**ABOUT THIS TASK**
I'd like every entry returned exactly as it is, with the images left out.

(Saved data entries)
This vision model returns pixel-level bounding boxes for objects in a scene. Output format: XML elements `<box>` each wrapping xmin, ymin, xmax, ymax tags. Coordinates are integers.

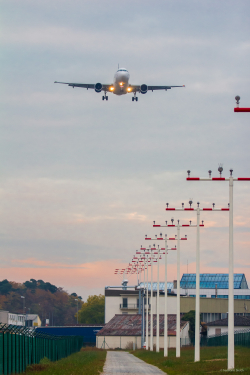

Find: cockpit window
<box><xmin>117</xmin><ymin>69</ymin><xmax>127</xmax><ymax>72</ymax></box>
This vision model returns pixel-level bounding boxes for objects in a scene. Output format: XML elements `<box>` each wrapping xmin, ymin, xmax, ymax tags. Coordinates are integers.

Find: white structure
<box><xmin>0</xmin><ymin>310</ymin><xmax>41</xmax><ymax>327</ymax></box>
<box><xmin>105</xmin><ymin>289</ymin><xmax>178</xmax><ymax>324</ymax></box>
<box><xmin>207</xmin><ymin>315</ymin><xmax>250</xmax><ymax>337</ymax></box>
<box><xmin>96</xmin><ymin>313</ymin><xmax>190</xmax><ymax>350</ymax></box>
<box><xmin>0</xmin><ymin>310</ymin><xmax>25</xmax><ymax>326</ymax></box>
<box><xmin>105</xmin><ymin>286</ymin><xmax>250</xmax><ymax>325</ymax></box>
<box><xmin>26</xmin><ymin>314</ymin><xmax>42</xmax><ymax>327</ymax></box>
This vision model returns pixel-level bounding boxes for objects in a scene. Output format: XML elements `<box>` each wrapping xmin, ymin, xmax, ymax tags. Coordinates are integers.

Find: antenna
<box><xmin>118</xmin><ymin>63</ymin><xmax>119</xmax><ymax>69</ymax></box>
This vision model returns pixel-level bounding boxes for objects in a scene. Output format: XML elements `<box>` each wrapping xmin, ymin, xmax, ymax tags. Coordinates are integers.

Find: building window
<box><xmin>122</xmin><ymin>298</ymin><xmax>128</xmax><ymax>308</ymax></box>
<box><xmin>215</xmin><ymin>328</ymin><xmax>221</xmax><ymax>335</ymax></box>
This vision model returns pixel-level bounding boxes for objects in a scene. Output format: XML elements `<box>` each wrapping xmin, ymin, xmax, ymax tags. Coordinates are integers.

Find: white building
<box><xmin>206</xmin><ymin>315</ymin><xmax>250</xmax><ymax>337</ymax></box>
<box><xmin>96</xmin><ymin>313</ymin><xmax>190</xmax><ymax>349</ymax></box>
<box><xmin>0</xmin><ymin>310</ymin><xmax>41</xmax><ymax>327</ymax></box>
<box><xmin>105</xmin><ymin>286</ymin><xmax>250</xmax><ymax>324</ymax></box>
<box><xmin>0</xmin><ymin>310</ymin><xmax>25</xmax><ymax>326</ymax></box>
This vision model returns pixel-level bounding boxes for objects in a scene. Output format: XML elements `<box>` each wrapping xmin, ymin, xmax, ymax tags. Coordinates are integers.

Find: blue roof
<box><xmin>139</xmin><ymin>282</ymin><xmax>173</xmax><ymax>291</ymax></box>
<box><xmin>180</xmin><ymin>273</ymin><xmax>248</xmax><ymax>289</ymax></box>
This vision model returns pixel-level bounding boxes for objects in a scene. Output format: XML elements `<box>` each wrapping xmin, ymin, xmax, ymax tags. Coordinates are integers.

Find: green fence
<box><xmin>0</xmin><ymin>323</ymin><xmax>83</xmax><ymax>375</ymax></box>
<box><xmin>200</xmin><ymin>328</ymin><xmax>250</xmax><ymax>348</ymax></box>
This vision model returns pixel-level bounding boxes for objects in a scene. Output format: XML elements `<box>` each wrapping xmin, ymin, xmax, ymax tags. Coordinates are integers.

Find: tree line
<box><xmin>0</xmin><ymin>279</ymin><xmax>83</xmax><ymax>326</ymax></box>
<box><xmin>0</xmin><ymin>279</ymin><xmax>105</xmax><ymax>325</ymax></box>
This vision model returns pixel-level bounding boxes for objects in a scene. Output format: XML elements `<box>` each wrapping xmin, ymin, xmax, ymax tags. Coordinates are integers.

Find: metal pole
<box><xmin>228</xmin><ymin>176</ymin><xmax>234</xmax><ymax>369</ymax></box>
<box><xmin>164</xmin><ymin>237</ymin><xmax>168</xmax><ymax>357</ymax></box>
<box><xmin>156</xmin><ymin>249</ymin><xmax>160</xmax><ymax>352</ymax></box>
<box><xmin>139</xmin><ymin>288</ymin><xmax>143</xmax><ymax>348</ymax></box>
<box><xmin>143</xmin><ymin>259</ymin><xmax>145</xmax><ymax>346</ymax></box>
<box><xmin>150</xmin><ymin>255</ymin><xmax>153</xmax><ymax>351</ymax></box>
<box><xmin>195</xmin><ymin>207</ymin><xmax>200</xmax><ymax>361</ymax></box>
<box><xmin>146</xmin><ymin>257</ymin><xmax>149</xmax><ymax>350</ymax></box>
<box><xmin>176</xmin><ymin>223</ymin><xmax>180</xmax><ymax>357</ymax></box>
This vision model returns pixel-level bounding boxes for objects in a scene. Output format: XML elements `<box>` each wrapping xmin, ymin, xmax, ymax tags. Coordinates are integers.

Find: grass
<box><xmin>131</xmin><ymin>346</ymin><xmax>250</xmax><ymax>374</ymax></box>
<box><xmin>24</xmin><ymin>347</ymin><xmax>107</xmax><ymax>375</ymax></box>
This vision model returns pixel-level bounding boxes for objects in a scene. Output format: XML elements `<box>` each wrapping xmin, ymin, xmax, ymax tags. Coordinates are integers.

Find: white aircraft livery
<box><xmin>54</xmin><ymin>68</ymin><xmax>185</xmax><ymax>101</ymax></box>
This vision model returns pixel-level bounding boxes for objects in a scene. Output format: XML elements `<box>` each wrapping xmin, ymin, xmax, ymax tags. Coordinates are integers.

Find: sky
<box><xmin>1</xmin><ymin>0</ymin><xmax>250</xmax><ymax>301</ymax></box>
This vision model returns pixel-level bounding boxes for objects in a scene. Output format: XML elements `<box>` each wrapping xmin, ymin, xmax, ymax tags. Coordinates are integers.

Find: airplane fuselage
<box><xmin>113</xmin><ymin>68</ymin><xmax>130</xmax><ymax>95</ymax></box>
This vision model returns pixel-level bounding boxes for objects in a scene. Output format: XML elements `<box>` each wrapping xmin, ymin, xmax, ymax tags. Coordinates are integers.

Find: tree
<box><xmin>0</xmin><ymin>279</ymin><xmax>83</xmax><ymax>326</ymax></box>
<box><xmin>182</xmin><ymin>310</ymin><xmax>201</xmax><ymax>341</ymax></box>
<box><xmin>0</xmin><ymin>280</ymin><xmax>13</xmax><ymax>295</ymax></box>
<box><xmin>78</xmin><ymin>295</ymin><xmax>104</xmax><ymax>324</ymax></box>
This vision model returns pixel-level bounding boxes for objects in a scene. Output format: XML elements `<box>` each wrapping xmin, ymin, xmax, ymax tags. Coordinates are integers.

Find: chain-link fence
<box><xmin>200</xmin><ymin>328</ymin><xmax>250</xmax><ymax>347</ymax></box>
<box><xmin>0</xmin><ymin>323</ymin><xmax>83</xmax><ymax>374</ymax></box>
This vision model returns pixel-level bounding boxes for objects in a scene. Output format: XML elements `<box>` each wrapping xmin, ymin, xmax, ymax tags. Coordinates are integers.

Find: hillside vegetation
<box><xmin>0</xmin><ymin>278</ymin><xmax>83</xmax><ymax>326</ymax></box>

**YOUR SOLUTION**
This vision model returns pixel-level bounding boxes for objects in a scene. Output format: XML elements `<box>` each wrapping xmin, ymin, xmax, ymax tags. Coordinates are integers.


Find: cockpit window
<box><xmin>117</xmin><ymin>69</ymin><xmax>127</xmax><ymax>72</ymax></box>
This vision model returns pixel-level bounding boxes for objects in a scene. Output format: XML elements `<box>` each wrapping xmin, ymin, xmax, ymax tags. Coordinates are integers.

Find: white structure
<box><xmin>0</xmin><ymin>310</ymin><xmax>41</xmax><ymax>327</ymax></box>
<box><xmin>105</xmin><ymin>289</ymin><xmax>178</xmax><ymax>324</ymax></box>
<box><xmin>207</xmin><ymin>315</ymin><xmax>250</xmax><ymax>337</ymax></box>
<box><xmin>96</xmin><ymin>313</ymin><xmax>190</xmax><ymax>350</ymax></box>
<box><xmin>0</xmin><ymin>310</ymin><xmax>25</xmax><ymax>326</ymax></box>
<box><xmin>105</xmin><ymin>286</ymin><xmax>250</xmax><ymax>325</ymax></box>
<box><xmin>26</xmin><ymin>314</ymin><xmax>42</xmax><ymax>327</ymax></box>
This vision model returns pixel-level bounding boxes for objects in a scene. Output format: XML elements `<box>` each wrapping xmin, ymin, xmax, ymax tags. Coordinates are integers.

Find: antenna
<box><xmin>118</xmin><ymin>63</ymin><xmax>119</xmax><ymax>69</ymax></box>
This vision model returns pixel-level bounding boxes for objects in a scene. Output format: XML elements `<box>` each wrapping xmin, ymin, xmax, ymax tags. Coordinates are integers.

Find: building window
<box><xmin>122</xmin><ymin>298</ymin><xmax>128</xmax><ymax>308</ymax></box>
<box><xmin>215</xmin><ymin>328</ymin><xmax>221</xmax><ymax>335</ymax></box>
This vision model returns pixel-level bounding boxes for objects in a scene. Output format: XML elements `<box>` each wrapping xmin, ymin, xmax, ymax tags. Coordinates are integers.

Find: white building
<box><xmin>206</xmin><ymin>315</ymin><xmax>250</xmax><ymax>337</ymax></box>
<box><xmin>96</xmin><ymin>313</ymin><xmax>190</xmax><ymax>349</ymax></box>
<box><xmin>0</xmin><ymin>310</ymin><xmax>41</xmax><ymax>327</ymax></box>
<box><xmin>105</xmin><ymin>286</ymin><xmax>250</xmax><ymax>324</ymax></box>
<box><xmin>0</xmin><ymin>310</ymin><xmax>25</xmax><ymax>326</ymax></box>
This vision model returns pixel-level bounding boxes for objects in a scene. Output format: XML elements `<box>` each wrapping xmin, ymin, xmax, ymax tags. Coordinates are integers.

Find: blue roof
<box><xmin>139</xmin><ymin>282</ymin><xmax>173</xmax><ymax>291</ymax></box>
<box><xmin>180</xmin><ymin>273</ymin><xmax>248</xmax><ymax>289</ymax></box>
This vision model returns pixel-level bounding boxes for objects in a scene. Output format: XML elements `<box>` each wrapping xmin, ymin, xmax, ymax tags. Coordinates are integers.

Find: green fence
<box><xmin>0</xmin><ymin>323</ymin><xmax>83</xmax><ymax>375</ymax></box>
<box><xmin>200</xmin><ymin>328</ymin><xmax>250</xmax><ymax>348</ymax></box>
This vision model returns pixel-level bounding boxes for objects in a scene. Output format: XML elements `<box>` each wrapping xmin, ymin, xmax, ymax tags. Coordinates are integers.

Find: tree line
<box><xmin>0</xmin><ymin>279</ymin><xmax>83</xmax><ymax>326</ymax></box>
<box><xmin>0</xmin><ymin>279</ymin><xmax>105</xmax><ymax>325</ymax></box>
This vision model returns pixel-level bounding boxes for objects in a scene. Output format: XML elements `<box>` each wrapping xmin, ymin, xmax, ymax tags. Coordinates are integers.

Find: metal pole
<box><xmin>228</xmin><ymin>176</ymin><xmax>234</xmax><ymax>369</ymax></box>
<box><xmin>164</xmin><ymin>237</ymin><xmax>168</xmax><ymax>357</ymax></box>
<box><xmin>156</xmin><ymin>249</ymin><xmax>160</xmax><ymax>352</ymax></box>
<box><xmin>139</xmin><ymin>288</ymin><xmax>143</xmax><ymax>348</ymax></box>
<box><xmin>143</xmin><ymin>259</ymin><xmax>145</xmax><ymax>346</ymax></box>
<box><xmin>150</xmin><ymin>255</ymin><xmax>153</xmax><ymax>351</ymax></box>
<box><xmin>195</xmin><ymin>207</ymin><xmax>200</xmax><ymax>361</ymax></box>
<box><xmin>146</xmin><ymin>257</ymin><xmax>149</xmax><ymax>350</ymax></box>
<box><xmin>176</xmin><ymin>223</ymin><xmax>180</xmax><ymax>357</ymax></box>
This vision model returns pixel-level bounding boxes for objects in a scene. Output format: XML elements `<box>` each wrapping xmin, ymin, xmax, ymax tags. Coordinates are integers.

Find: grass
<box><xmin>131</xmin><ymin>346</ymin><xmax>250</xmax><ymax>374</ymax></box>
<box><xmin>24</xmin><ymin>347</ymin><xmax>107</xmax><ymax>375</ymax></box>
This vision model returns pixel-level bounding boxes for objects in a scene. Output format: XML elements `<box>` each wrapping xmin, ymin, xmax, ymax tags. Coordinates are integers.

Find: white aircraft livery
<box><xmin>54</xmin><ymin>68</ymin><xmax>185</xmax><ymax>101</ymax></box>
This vision model returns pixel-level bounding boxes for objects in a scene. Output format: XML elements `<box>` each wrapping xmin, ymin, xmax, ymax tags. Coordinates are integers.

Find: sky
<box><xmin>1</xmin><ymin>0</ymin><xmax>250</xmax><ymax>301</ymax></box>
This vision model returns pixel-level bounding boxes for objects in a scene. Output format: XML elements `<box>` each wrapping xmin, ymin, xmax, ymax tags. Coordinates are integers.

Find: airplane fuselage
<box><xmin>113</xmin><ymin>68</ymin><xmax>130</xmax><ymax>95</ymax></box>
This vision model returns pixel-level bounding boxes for objects in a scene. Output format: XML elements `<box>` each wrapping xmin, ymin, xmax, ymax tags. Coordinates are integers.

Find: tree
<box><xmin>0</xmin><ymin>279</ymin><xmax>83</xmax><ymax>326</ymax></box>
<box><xmin>182</xmin><ymin>310</ymin><xmax>201</xmax><ymax>341</ymax></box>
<box><xmin>0</xmin><ymin>280</ymin><xmax>13</xmax><ymax>295</ymax></box>
<box><xmin>78</xmin><ymin>295</ymin><xmax>104</xmax><ymax>324</ymax></box>
This vision model returns pixel-level bounding boxes for objects in a scene. Output format: XML elements `<box>` each wrapping xmin, ymin, xmax, ymax tags. Coordinates are integers.

Find: chain-link fence
<box><xmin>200</xmin><ymin>328</ymin><xmax>250</xmax><ymax>347</ymax></box>
<box><xmin>0</xmin><ymin>323</ymin><xmax>83</xmax><ymax>374</ymax></box>
This vision model returns pixel-level bounding boxes for objects in a scene. Output format: XML elements `<box>` each wrapping xmin, ymin, xmax, ymax tags. Coordinates are integers.

Find: hillside vegetation
<box><xmin>0</xmin><ymin>278</ymin><xmax>83</xmax><ymax>326</ymax></box>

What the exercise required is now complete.